■ **Work to do**
Starting at the line that contains "I would be grateful if you could mark the boat wake", quote each line exactly through the last line of the entries, both included.

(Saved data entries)
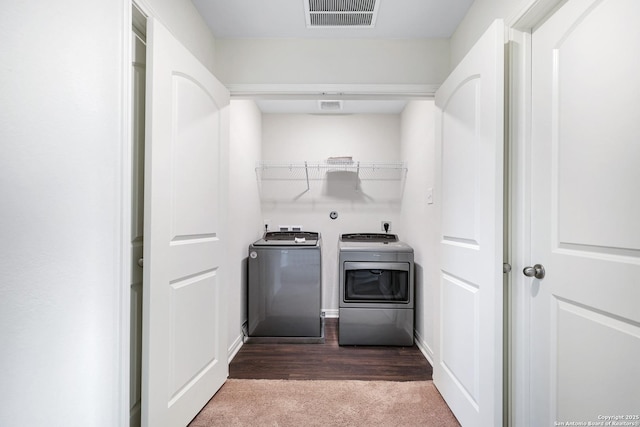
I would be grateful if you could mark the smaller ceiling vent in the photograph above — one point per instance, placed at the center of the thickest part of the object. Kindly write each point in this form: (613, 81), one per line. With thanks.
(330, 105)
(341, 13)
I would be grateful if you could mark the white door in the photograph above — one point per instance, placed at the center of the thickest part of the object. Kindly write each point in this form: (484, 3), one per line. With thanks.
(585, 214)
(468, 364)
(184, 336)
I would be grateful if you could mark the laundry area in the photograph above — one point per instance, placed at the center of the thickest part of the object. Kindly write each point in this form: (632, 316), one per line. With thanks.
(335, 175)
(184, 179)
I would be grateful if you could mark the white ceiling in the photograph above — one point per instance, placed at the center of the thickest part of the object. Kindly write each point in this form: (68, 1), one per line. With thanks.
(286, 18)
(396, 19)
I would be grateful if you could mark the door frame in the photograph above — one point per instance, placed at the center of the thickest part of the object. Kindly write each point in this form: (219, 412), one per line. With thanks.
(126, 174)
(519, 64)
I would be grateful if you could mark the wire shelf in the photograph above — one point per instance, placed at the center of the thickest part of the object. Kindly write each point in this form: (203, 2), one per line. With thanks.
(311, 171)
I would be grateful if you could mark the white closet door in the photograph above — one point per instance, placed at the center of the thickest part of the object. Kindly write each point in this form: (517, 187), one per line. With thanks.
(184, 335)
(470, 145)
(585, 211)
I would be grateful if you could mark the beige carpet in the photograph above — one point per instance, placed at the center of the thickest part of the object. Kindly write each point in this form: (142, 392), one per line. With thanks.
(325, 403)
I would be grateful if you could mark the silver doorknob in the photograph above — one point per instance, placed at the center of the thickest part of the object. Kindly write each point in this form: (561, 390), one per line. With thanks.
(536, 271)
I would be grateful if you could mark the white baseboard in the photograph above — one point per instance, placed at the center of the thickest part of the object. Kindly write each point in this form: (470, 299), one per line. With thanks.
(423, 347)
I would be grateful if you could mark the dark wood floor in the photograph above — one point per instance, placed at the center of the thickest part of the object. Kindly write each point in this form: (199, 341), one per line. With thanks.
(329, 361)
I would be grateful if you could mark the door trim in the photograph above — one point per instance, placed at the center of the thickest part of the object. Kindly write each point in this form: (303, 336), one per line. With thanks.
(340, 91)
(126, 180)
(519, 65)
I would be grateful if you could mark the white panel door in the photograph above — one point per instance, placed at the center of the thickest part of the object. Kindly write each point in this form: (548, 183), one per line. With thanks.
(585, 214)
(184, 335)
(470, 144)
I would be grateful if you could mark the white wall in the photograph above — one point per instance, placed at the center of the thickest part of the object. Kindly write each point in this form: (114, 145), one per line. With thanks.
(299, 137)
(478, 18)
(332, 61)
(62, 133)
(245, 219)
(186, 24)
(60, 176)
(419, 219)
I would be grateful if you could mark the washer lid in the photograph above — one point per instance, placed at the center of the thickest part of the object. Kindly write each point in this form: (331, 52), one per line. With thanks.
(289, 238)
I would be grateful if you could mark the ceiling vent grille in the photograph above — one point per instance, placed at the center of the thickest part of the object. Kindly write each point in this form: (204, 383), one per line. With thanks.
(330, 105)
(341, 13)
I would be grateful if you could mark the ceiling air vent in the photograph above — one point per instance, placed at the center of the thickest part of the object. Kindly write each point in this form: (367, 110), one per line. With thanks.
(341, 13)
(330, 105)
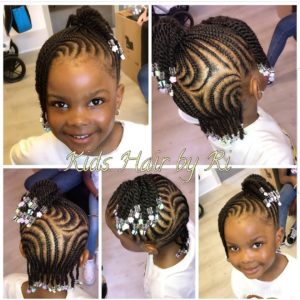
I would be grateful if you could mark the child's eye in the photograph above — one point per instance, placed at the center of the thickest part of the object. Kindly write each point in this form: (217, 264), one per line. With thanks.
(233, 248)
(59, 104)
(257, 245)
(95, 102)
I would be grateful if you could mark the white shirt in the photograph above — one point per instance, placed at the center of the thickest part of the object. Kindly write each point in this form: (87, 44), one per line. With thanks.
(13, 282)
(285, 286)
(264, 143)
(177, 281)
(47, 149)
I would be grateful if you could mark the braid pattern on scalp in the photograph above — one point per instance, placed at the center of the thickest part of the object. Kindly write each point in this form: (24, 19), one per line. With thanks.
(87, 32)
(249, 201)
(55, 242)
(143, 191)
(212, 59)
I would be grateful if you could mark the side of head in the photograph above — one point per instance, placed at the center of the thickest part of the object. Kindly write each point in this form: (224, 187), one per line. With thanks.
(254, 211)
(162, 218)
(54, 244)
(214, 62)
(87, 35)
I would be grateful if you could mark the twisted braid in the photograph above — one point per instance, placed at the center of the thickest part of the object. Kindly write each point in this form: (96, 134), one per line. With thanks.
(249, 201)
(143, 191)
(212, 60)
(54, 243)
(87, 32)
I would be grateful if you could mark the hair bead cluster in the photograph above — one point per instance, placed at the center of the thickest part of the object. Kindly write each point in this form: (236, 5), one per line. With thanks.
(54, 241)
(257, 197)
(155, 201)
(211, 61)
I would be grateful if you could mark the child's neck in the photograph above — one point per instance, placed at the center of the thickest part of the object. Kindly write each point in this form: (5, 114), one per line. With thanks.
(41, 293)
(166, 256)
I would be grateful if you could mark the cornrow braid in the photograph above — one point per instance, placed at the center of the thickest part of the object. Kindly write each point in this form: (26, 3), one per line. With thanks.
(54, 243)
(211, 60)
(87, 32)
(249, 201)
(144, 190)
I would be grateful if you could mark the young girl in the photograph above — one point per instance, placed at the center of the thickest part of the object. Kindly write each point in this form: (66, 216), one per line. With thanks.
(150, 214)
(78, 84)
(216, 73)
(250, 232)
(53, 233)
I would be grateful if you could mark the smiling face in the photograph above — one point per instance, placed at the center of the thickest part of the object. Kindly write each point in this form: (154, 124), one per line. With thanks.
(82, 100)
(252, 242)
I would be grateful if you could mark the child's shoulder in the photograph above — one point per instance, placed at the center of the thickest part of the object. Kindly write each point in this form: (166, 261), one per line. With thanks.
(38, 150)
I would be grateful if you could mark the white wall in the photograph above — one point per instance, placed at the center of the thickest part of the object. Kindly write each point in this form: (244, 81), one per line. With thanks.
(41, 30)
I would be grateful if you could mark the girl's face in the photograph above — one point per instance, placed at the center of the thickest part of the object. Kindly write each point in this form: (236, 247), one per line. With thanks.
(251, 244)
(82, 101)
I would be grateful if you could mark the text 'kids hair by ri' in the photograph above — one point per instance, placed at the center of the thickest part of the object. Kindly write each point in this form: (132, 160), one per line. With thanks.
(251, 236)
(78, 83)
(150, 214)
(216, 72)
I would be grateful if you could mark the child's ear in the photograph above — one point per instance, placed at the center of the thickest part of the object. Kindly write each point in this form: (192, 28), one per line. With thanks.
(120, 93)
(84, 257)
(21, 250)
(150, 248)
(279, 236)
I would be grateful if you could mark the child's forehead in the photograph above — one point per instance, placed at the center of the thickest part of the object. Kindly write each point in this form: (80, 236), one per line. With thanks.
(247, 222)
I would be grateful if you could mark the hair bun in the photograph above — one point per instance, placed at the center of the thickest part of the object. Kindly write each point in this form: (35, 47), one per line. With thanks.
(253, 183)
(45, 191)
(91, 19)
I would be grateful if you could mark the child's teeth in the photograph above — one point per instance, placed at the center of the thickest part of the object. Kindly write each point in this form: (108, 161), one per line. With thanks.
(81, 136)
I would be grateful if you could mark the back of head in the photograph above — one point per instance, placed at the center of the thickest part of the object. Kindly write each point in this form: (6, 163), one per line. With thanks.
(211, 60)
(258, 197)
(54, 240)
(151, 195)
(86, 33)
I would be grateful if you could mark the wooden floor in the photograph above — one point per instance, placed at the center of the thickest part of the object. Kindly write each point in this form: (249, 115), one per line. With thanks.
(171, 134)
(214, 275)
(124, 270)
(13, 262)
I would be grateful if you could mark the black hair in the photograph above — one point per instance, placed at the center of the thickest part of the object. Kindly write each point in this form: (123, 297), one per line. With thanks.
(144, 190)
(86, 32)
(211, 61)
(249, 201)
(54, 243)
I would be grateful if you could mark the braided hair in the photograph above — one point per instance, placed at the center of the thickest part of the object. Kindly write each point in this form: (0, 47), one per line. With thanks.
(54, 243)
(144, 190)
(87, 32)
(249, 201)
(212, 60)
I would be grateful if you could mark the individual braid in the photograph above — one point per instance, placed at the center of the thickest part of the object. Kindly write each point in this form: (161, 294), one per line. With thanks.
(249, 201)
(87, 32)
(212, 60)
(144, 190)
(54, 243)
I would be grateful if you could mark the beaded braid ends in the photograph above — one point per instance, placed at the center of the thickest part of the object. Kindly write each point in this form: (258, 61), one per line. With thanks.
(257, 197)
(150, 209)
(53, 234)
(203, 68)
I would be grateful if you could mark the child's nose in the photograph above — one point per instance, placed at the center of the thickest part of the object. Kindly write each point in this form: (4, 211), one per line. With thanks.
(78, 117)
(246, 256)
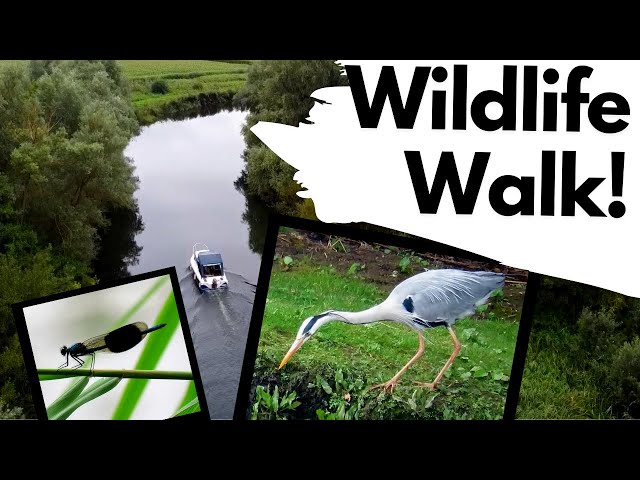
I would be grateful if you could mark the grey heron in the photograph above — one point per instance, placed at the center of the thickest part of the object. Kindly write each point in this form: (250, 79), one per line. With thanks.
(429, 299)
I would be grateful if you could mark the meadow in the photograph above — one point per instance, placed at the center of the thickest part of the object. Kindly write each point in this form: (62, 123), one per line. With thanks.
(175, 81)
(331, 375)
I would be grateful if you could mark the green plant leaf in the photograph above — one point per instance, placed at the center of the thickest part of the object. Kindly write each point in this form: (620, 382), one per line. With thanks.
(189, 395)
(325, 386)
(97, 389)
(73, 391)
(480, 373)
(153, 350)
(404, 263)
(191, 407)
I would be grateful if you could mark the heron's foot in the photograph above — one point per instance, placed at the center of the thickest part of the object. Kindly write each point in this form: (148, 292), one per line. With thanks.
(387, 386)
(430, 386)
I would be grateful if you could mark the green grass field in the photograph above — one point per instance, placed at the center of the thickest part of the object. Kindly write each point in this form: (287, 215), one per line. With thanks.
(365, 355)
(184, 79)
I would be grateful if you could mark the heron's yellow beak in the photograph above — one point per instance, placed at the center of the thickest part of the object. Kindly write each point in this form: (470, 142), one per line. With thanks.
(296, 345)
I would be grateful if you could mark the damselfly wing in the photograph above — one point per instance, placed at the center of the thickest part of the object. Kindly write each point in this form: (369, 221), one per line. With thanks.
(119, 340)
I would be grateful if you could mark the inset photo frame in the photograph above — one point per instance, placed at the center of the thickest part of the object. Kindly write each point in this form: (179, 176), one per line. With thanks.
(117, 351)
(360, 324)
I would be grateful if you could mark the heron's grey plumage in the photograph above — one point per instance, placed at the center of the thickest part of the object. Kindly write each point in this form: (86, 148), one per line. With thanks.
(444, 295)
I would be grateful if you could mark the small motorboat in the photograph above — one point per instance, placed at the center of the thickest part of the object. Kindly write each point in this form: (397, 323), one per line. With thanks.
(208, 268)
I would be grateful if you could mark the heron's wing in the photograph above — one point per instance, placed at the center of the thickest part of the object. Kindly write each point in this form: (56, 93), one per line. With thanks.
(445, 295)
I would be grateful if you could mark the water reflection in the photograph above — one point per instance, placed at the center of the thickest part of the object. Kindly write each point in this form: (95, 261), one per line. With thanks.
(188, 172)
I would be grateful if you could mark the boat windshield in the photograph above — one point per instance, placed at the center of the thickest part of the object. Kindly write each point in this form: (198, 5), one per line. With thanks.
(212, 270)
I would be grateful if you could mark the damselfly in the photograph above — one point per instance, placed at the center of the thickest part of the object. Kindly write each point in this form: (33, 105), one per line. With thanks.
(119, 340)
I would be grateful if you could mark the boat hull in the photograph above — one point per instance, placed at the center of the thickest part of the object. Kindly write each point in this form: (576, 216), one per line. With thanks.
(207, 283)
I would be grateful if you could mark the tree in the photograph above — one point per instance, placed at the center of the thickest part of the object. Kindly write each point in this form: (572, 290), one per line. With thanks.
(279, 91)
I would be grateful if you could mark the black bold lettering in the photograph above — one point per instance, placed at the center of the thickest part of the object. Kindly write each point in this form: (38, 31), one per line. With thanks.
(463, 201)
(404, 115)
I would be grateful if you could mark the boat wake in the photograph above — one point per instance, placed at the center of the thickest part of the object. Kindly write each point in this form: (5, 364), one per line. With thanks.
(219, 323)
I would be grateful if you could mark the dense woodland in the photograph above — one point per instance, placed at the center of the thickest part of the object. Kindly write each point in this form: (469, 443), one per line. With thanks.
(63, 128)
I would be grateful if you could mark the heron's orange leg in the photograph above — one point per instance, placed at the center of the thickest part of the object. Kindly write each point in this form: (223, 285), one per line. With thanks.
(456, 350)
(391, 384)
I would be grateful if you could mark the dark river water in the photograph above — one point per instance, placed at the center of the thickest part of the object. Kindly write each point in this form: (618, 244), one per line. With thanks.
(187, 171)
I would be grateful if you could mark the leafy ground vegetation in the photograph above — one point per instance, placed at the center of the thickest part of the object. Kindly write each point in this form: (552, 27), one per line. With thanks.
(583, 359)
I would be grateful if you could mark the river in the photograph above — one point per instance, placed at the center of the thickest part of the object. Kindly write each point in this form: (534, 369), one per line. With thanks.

■ **Correct result**
I would be grateful if you could mark the boat wake in the photograph above — one point per instance, placed at the center of the thickest part of the object. Kindly write each point in this form: (5, 364), one per line. With thanks.
(219, 323)
I would be grateful if you could mark the dense woodland in the photograph above — one point per instance, placed at the center of the thickest part of the object. Kindly write each point in this form: (469, 443), one per line. With thanks.
(63, 128)
I would be grateful if you could mark the heron's orange leg in the photograph above — one point per instance, placed at the center of the thickest part of the object. Kindly write each point in this form: (223, 285), one per line. With thanks.
(456, 350)
(391, 384)
I would be grateful if you could mark the dark river water in the photograph above — one point per instance, placed at the center of the thickest part of the object. Kindly write each point in this form: (618, 244), one per line. With thanks.
(187, 171)
I would be grateful if you could mark the leafy ground vegetation in the photograph above — one point per instance, placed at the center of the thickest part of the object. Kindly write each point in this form: (552, 27), one per line. With thanks.
(583, 359)
I would be grateful if you could mark the river in the photograph above — one point per instance, placed at the center of the thickest part of the object. Kindly write each point in this form: (534, 369), one per line. With thanks.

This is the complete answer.